━━━━━ ИСТОЧНИК ━━━━━

Первая ассоциация, связанная с «Нет дороги назад» — это питерская команда НОМ, творческим девизом которой в свое время стала «драматизация идиотических проявлений действительности и идиотизация драматических». С ТРУ их объединяет тот же полный грусти и отчаяния юмор, замешенный на холодной отстраненности. Герои спектакля — четыре менеджера, решившие провести для зрителей лекцию о том, что же есть главное в жизни? Тут же на видео транслируют эту четверку, забравшуюся на старый мотоцикл с коляской и сбегающую в лес от надоевших проявлений корпоративной культуры и фальшивой радости. Главное — уметь не только весело и бодро встраиваться в социум, но и чувствовать и проживать жизненную печаль.
Читка пьесы «Парки и сады» Павла Пряжко удивила многих (сидевшая рядом зрительница с тревогой спросила меня: «И так будет до конца?»), режиссеры доверили прочесть пьесу электронному голосу, на экран же было выведено изображение текста со скачущим по нему синим квадратом, отмечающим вслед за роботом прочитанные фразы. Читка, скорее, напомнила вполне законченную инсталляцию или перформанс.
Пьесы Пряжко — редкий пример сложносочиненной драматургии. По уровню метафоричности и непосредственности отношений «драматург-текст» она напоминает мне, как бы парадоксально это ни звучало, Ромео Кастеллучи с его многомерными спектаклями-метафорами, которые он, как и Пряжко, не любит объяснять. Главный герой пьесы — Петр, которого сын Сергей решил превратить в робота, тем самым подарив ему вечную жизнь. Петр ежедневно с маниакальным упорством вырывается из дома, где сын старается его удержать, и уходит гулять в парк, где изучает теорию и практику паркостроительства. При отсутствии объемных диалогов и монологов каждая фраза пьесы весома и обращает на себя внимание — ни одного лишнего слова. Неумение героев пользоваться языком показывает полное разрушение их коммуникативных способностей. Язык используется лишь как факультативное средство обмена информацией. А так как он — важнейший фактор самоидентификации человека, то неумение выразить себя через речь становится фатальным. Герои оказываются закрытыми друг от друга, не взаимодействуют.

━━━━━

## ПОСТАВЛЕННАЯ ЗАДАЧА A
Согласно обзору спектаклей, кому режиссеры доверили прочесть пьесу «Парки и сады»?
## ПОСТАВЛЕННАЯ ЗАДАЧА B
Извлеките из обзора спектаклей фрагмент между словами «Первая ассоциация, связанная» и «проживать жизненную печаль.» включительно.
## ПОСТАВЛЕННАЯ ЗАДАЧА C
Допишите продолжение обзора спектаклей, начиная сразу после его последнего предложения.

━━━━━ ПРЕДОСТАВЛЕННЫЕ ДАННЫЕ ━━━━━

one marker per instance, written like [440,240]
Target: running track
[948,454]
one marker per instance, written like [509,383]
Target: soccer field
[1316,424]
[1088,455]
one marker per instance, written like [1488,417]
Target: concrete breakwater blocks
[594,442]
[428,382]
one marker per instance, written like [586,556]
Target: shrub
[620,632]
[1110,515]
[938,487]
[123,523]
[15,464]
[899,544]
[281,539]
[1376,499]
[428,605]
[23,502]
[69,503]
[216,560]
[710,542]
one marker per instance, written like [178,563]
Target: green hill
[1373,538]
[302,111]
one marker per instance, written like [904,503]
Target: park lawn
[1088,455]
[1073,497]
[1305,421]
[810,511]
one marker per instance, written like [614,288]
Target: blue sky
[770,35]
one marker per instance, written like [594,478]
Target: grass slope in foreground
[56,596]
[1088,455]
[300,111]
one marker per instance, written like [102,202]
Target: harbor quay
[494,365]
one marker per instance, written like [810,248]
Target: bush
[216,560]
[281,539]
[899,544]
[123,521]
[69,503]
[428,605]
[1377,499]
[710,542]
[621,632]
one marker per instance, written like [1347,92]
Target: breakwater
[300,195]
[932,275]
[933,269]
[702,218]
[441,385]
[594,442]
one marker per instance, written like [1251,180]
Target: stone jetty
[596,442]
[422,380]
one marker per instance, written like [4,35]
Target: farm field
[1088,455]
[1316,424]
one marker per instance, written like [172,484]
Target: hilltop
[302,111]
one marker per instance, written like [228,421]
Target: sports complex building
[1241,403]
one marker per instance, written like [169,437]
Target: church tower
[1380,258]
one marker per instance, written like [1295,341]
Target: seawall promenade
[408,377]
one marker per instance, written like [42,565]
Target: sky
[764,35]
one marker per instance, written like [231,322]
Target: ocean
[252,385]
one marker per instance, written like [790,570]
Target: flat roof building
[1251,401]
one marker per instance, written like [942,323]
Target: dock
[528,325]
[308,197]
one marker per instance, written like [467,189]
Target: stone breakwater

━━━━━

## РЕЗУЛЬТАТ ЗАДАЧИ A
Электронному голосу.

## РЕЗУЛЬТАТ ЗАДАЧИ B
Первая ассоциация, связанная с «Нет дороги назад» — это питерская команда НОМ, творческим девизом которой в свое время стала «драматизация идиотических проявлений действительности и идиотизация драматических». С ТРУ их объединяет тот же полный грусти и отчаяния юмор, замешенный на холодной отстраненности. Герои спектакля — четыре менеджера, решившие провести для зрителей лекцию о том, что же есть главное в жизни? Тут же на видео транслируют эту четверку, забравшуюся на старый мотоцикл с коляской и сбегающую в лес от надоевших проявлений корпоративной культуры и фальшивой радости. Главное — уметь не только весело и бодро встраиваться в социум, но и чувствовать и проживать жизненную печаль.

## РЕЗУЛЬТАТ ЗАДАЧИ C
Пьеса сама по себе — прямая отсылка к прочитанным в прошлом году на «Текстуре» «Трем дням в аду». Тогда Пряжко с помощью постоянных повторов, бесконечного списка покупок и цен погружал нас в настоящее инфернальное пространство, выбраться из которого хотелось уже на середине пьесы. Сейчас перед нами райский сад, в котором все стройно и подчинено определенной логике. Однако эта механическая логика пугает. Лингвистически автор выстраивает все ту же ловушку. С помощью постоянных повторов, аллитерации, стройных рассказов о парковой культуре он постепенно вытравливает воздух из пространства текста. Перед нами апокалиптическая картина мира, заключенная в вечно повторяющихся действиях главного героя — Петра. Он медленно одевается, каждый раз спрашивая, где же его пиджак. Он гуляет по стройным аллеям парка, но любая его попытка слиться с природой, оборвав ужас существования, наказывается строгой смотрительницей сада. Если в «Трех днях в аду» филологический и фактологический хаос пугал своей объемностью, бесконтрольностью, то в «Парках и садах» выверенная логика и заданная перспектива бесконечности действия ужасают не меньше. В итоге задаешься вопросом: где же лучше и комфортнее — в раю или в аду?
У Юрия Квятковского, работавшего над «Терактами» Андрея Стадникова, получилась крепкая читка, которую при небольшой доработке можно ставить в репертуар любого театра. При этом пьеса достаточно радикальна как по содержанию, так и по форме. Основу пьесы составляет рассыпающийся поток мыслей двух персонажей (парня и девушки). Хотя на обсуждении и было заявлено, что в тексте считываются два героя, мне все же показалась преимуществом пьесы ее вариативность — монологи можно разбить и на большее число героев, и ни смысл, ни логика повествования от этого не изменятся. Их обобщенность, деструктивная разорванность и уровень «документализации» современного сознания позволяют воспроизводить монологи в произвольном порядке, можно читать как с конца, так и с начала: пьеса очень мощно энергетически заряжена, и этот заряд не ослабевает ни на минуту, ровной линией накрывая весь текст.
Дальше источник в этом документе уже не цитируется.